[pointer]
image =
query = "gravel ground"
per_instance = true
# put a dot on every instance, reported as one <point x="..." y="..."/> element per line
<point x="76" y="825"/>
* * *
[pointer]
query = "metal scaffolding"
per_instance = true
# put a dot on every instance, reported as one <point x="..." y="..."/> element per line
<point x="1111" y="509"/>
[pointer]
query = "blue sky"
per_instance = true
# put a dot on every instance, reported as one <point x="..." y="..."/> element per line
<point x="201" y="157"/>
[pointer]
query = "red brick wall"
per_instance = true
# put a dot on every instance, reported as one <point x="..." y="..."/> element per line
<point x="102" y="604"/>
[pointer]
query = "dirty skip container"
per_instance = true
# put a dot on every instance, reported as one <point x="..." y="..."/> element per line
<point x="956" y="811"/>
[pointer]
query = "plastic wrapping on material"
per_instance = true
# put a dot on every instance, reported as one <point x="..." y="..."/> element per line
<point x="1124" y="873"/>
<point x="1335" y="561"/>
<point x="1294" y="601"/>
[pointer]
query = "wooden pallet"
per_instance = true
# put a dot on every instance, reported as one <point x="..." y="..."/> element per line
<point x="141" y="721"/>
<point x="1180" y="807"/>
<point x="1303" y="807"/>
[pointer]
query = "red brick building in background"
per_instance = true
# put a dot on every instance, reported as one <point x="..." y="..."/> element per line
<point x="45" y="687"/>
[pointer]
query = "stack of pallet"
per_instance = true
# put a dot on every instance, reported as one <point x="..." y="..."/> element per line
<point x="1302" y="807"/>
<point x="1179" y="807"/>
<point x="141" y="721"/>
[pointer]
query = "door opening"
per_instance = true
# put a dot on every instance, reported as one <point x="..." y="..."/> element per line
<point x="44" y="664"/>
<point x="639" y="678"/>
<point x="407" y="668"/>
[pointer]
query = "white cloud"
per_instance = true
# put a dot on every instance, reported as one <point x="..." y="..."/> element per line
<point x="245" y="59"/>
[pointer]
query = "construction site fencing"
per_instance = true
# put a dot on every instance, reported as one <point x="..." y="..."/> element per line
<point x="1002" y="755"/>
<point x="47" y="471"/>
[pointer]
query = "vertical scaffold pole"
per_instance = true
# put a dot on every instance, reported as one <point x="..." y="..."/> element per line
--
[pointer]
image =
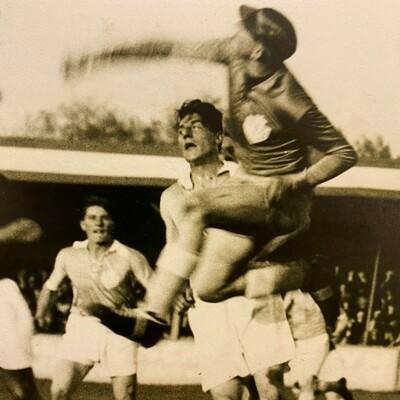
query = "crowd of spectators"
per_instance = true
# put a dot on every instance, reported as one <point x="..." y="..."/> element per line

→ Set exercise
Gather every line of the material above that contains the string "brick". Case counts, so match upper and lower case as given.

→ The output
query = "red brick wall"
query = "red brick building in background"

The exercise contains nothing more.